### WHAT THE TASK REQUIRES
Answer these questions from the Director of Food & Beverage job posting:
1. What position does the Director of Food & Beverage report to?
2. Which certificate must be current, apart from the TABC or RVSP?
3. Up to how many pounds must the employee occasionally lift or move?

### TEXT PASSAGE

Director of Food & Beverage

Houston, TX

Job Title: Director of Food & Beverage 

Department: Food and Beverage 

Supervisor: General Manager 

Summary 

The Director of Food & Beverage is a property level executive leader, responsible for leading and managing all culinary and beverage operations within the hotel. This role ensures exceptional guest experiences across restaurants, bars, banquets, room service, and catering, while driving profitability, innovation, and brand excellence. 

Essential Duties and Responsibilities include the following. Other duties may be assigned. 

• Oversee daily operations of all F&B outlets including restaurants, lounges, banquets, and in-room dining. 

• Develop and implement strategic plans to enhance service quality, menu offerings, and guest satisfaction. 

• Oversees and collaborates with executive chefs, banquet managers, and outlet leaders to ensure consistent standards and operational efficiency. 

• Manage departmental budgets, cost controls, and revenue targets to maximize profitability. 

• Lead recruitment, training, and performance management of F&B staff, fostering a culture of hospitality and excellence. 

• Ensure compliance with health, safety, and sanitation regulations, as well as brand and service standards. 

Supervisory Responsibilities  

This position oversees all Food & Beverage outlet leaders including Executive Chefs, Food & Beverage Managers, Restaurant Managers, Banquet Managers, and Bar Managers. 

Qualifications 

 To perform this job successfully, an individual must be able to perform each essential duty satisfactorily. The requirements listed below are representative of the knowledge, skill, and/or ability required. Reasonable accommodations may be made to enable individuals with disabilities to perform the essential functions. 

Education and/or Experience  

Bachelor's degree from four-year college or university preferred; hospitality degree preferred.   

Two or more years managing a food and beverage or banquet team in a hotel or similar environment with various food and beverage revenue outlets. 

Certificates, Licenses, Registrations  

Current Food Manager’s certificate is required. Current TABC (TX) or RVSP (LA) is required.  

Physical Demands  

The physical demands described here are representative of those that must be met by an employee to successfully perform the essential functions of this job. Reasonable accommodations may be made to enable individuals with disabilities to perform the essential functions. 

While performing the duties of this job, the employee is occasionally required to stand, walk, sit, use hand to finger, handle or feel objects, tools and/or controls, reach with hands and arms, climb stairs, balance, stoop, kneel, crouch, crawl, talk and hear.  The employee will have to move, set up and tear down kitchen or food and beverage equipment etc.  The employee must occasionally lift and/or move up to 50 pounds.

### RECORDED DATA
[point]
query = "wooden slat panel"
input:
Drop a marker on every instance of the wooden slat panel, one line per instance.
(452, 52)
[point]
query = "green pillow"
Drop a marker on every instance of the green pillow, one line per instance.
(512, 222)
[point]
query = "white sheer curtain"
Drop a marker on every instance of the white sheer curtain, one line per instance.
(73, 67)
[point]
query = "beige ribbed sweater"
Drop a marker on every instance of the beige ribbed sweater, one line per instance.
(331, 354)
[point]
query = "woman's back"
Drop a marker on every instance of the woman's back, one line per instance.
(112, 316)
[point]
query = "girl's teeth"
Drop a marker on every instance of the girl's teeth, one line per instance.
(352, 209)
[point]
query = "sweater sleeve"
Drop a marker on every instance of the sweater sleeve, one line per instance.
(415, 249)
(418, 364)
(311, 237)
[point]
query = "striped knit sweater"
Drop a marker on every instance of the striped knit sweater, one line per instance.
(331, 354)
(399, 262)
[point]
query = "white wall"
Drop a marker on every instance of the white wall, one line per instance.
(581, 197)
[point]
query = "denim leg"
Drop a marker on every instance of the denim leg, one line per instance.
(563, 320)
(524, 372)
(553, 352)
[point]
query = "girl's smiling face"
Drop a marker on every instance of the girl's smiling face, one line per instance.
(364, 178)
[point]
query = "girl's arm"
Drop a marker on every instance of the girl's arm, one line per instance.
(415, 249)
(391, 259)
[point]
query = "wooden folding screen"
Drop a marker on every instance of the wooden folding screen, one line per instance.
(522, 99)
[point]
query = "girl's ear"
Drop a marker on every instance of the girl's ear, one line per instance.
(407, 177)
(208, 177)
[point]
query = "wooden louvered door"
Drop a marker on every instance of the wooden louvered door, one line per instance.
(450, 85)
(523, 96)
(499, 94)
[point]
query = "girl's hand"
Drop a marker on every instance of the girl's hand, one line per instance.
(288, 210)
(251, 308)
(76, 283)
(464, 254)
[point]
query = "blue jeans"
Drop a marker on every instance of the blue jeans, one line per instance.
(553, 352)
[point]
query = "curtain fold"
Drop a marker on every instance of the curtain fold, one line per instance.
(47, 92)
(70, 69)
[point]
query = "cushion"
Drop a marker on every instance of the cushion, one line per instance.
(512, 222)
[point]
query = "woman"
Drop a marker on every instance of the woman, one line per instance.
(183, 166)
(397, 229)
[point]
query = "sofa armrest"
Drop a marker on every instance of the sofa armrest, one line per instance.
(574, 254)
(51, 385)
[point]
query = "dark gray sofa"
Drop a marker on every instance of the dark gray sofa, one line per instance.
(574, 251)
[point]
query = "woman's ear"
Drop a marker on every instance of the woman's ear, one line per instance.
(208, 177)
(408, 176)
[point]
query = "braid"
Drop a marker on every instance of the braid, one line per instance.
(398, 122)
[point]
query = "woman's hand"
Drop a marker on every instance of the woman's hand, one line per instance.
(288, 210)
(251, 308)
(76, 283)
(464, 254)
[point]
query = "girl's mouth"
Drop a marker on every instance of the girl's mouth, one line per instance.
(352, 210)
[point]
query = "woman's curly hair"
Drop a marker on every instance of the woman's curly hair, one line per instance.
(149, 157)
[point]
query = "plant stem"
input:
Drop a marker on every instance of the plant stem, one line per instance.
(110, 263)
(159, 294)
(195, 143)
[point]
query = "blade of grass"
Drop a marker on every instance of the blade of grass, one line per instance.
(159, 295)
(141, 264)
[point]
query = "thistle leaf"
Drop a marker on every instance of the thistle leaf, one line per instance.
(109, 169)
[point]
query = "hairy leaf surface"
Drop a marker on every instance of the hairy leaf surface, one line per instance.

### EXPECTED OUTPUT
1. General Manager
2. Food Manager's certificate
3. 50 pounds